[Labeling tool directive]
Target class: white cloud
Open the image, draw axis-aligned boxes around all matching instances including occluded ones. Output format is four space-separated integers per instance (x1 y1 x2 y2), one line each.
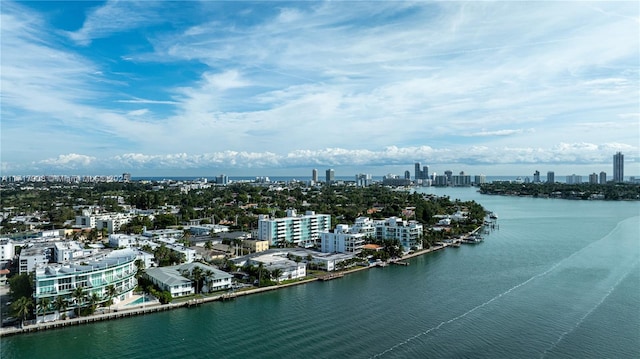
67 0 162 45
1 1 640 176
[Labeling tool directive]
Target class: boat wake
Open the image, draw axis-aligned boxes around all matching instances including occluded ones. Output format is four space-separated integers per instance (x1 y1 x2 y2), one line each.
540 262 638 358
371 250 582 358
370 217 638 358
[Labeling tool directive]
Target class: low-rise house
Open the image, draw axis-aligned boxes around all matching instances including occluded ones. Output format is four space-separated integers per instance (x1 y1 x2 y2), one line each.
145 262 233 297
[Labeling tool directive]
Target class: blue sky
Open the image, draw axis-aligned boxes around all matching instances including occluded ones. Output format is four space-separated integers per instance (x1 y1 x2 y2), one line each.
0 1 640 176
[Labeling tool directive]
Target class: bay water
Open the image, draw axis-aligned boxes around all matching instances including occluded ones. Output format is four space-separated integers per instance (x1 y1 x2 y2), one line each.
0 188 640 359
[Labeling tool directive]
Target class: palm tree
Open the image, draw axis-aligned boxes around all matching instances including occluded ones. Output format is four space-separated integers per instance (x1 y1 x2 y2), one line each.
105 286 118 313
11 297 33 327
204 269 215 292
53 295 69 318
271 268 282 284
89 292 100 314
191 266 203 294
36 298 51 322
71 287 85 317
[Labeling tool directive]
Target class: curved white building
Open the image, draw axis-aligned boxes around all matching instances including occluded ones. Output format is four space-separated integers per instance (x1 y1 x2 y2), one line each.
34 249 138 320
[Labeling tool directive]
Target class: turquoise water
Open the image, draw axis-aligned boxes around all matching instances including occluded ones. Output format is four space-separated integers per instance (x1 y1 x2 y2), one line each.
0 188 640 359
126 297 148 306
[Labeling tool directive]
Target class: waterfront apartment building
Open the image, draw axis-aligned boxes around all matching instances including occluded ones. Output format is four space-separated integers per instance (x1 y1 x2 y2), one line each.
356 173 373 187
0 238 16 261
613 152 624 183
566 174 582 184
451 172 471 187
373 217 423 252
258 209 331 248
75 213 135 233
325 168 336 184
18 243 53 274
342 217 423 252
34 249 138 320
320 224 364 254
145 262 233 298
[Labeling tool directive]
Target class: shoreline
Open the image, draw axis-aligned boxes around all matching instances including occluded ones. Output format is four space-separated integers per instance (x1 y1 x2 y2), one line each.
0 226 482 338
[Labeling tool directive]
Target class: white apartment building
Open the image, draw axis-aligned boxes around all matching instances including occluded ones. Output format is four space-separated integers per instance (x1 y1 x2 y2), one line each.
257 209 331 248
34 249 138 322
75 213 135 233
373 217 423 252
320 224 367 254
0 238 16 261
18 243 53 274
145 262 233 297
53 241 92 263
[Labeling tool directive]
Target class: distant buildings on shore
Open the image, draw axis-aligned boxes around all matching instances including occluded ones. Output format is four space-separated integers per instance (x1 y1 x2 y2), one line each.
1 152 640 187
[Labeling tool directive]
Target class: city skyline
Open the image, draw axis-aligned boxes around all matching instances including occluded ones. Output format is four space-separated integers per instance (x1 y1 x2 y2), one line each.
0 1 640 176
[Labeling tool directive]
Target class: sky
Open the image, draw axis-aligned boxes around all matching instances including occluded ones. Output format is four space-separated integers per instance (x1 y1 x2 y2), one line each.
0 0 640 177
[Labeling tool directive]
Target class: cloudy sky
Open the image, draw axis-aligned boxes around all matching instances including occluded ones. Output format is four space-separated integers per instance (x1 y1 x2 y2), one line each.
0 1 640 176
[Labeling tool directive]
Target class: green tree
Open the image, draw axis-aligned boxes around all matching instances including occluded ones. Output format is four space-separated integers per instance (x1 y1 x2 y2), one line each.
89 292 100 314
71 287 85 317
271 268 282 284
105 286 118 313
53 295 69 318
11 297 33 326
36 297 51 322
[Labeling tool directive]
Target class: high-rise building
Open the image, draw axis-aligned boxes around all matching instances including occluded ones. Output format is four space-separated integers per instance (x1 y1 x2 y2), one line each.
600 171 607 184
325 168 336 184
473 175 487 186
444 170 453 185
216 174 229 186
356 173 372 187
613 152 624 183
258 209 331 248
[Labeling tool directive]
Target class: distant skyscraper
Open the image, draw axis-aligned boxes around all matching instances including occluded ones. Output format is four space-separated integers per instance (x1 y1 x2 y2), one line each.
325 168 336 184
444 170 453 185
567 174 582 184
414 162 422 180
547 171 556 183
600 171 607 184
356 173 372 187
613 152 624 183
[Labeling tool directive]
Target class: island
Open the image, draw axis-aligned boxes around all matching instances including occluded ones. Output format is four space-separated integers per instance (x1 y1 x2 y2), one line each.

Esercizio scritto — Riscrivi soltanto le righe che vanno dall'inizio delle voci fino alla riga con "1 1 640 176" compresa, richieste incluse, moltiplicando per 0,55 le coordinate dei riquadri nelle risposte e arrotondandole all'intero, con le metà per eccesso. Lascia fuori le immagini.

Soluzione esercizio —
[Labeling tool directive]
Target class: white cloud
Open the image, draw axis-aligned boxes around all matching instances including occluded ones. Output format is four space-separated integers per instance (x1 y1 x2 y2), one line each.
37 0 89 25
1 1 352 97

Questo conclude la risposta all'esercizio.